**INSTRUCTION A**. List every album title named in the page on The Final Dig? album.
**INSTRUCTION B**. Resume the page about The Final Dig? album, starting right after its last sentence.

**PAGE EXTRACT**.

○ ○ ○ ○ ○ ○ ○

Studio album studio by The Twelfth Man
- Released: 3 December 2001
- Recorded: The Loft, Mittagong, November 2001
- Genre: Spoken word, comedy
- Length: 2:26:00
- Label: EMI Music
- Producer: Billy Birmingham, David Frogatt

The Twelfth Man chronology
| Bill Lawry... This is Your Life (1997) | The Final Dig? (2001) | Boned! (2006) |

= The Final Dig? =

The Final Dig? is the sixth album released by The Twelfth Man, released on 3 December 2001 by EMI Music, the album peaked at number one on the Australian ARIA Chart for five-week between December 2001 and January 2002.

At the 2002 ARIA Music Awards of 2002, the album won the ARIA Award for Best Comedy Release.

○ ○ ○ ○ ○ ○ ○

**DATASET CONTENT**.
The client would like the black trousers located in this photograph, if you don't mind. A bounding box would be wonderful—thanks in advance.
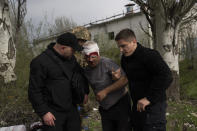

○ ○ ○ ○ ○ ○ ○

**RIGHT ANSWER A**.
Bill Lawry... This is Your Life
The Final Dig?
Boned!

**RIGHT ANSWER B**.
==Story==
Richie Benaud decides to retire. Channel 9 Commentary Team Selection Committee has to choose a new Commentary Team Captain for when Richie Benaud retires to his vineyard estate, 'Chateau Verdaflore', in the South of France. In the running for the Captain are all the current commentary team of Bill Lawry, Tony Greig, Mark 'Tubby' Taylor, Ian Healy and Ian Chappell. Richie gives them advice on how they can improve their chances of being picked as commentary team captain. He advises Tony to get a hairpiece (Tony takes Greg Matthews' advice on the matter and buys a wig from Advanced Hair Hats with a ponytail), Bill to get several centimetres of his nose cut off (Bill's nose job results in Richie vomiting at the sight of it) and Ian to take some speaking lessons (Ian shows Richie what he has learnt from the class during a match, which pleases Richie).

There is outside chance on Hansie Cronje and also former Kiwi Captain Martin Crowe. Audition tapes are also sent in by Ray Martin, Mike Munro, Eddie McGuire, Darrell Eastlake, Ray Warren, Molly Meldrum, Max Walker, and Jim Waley.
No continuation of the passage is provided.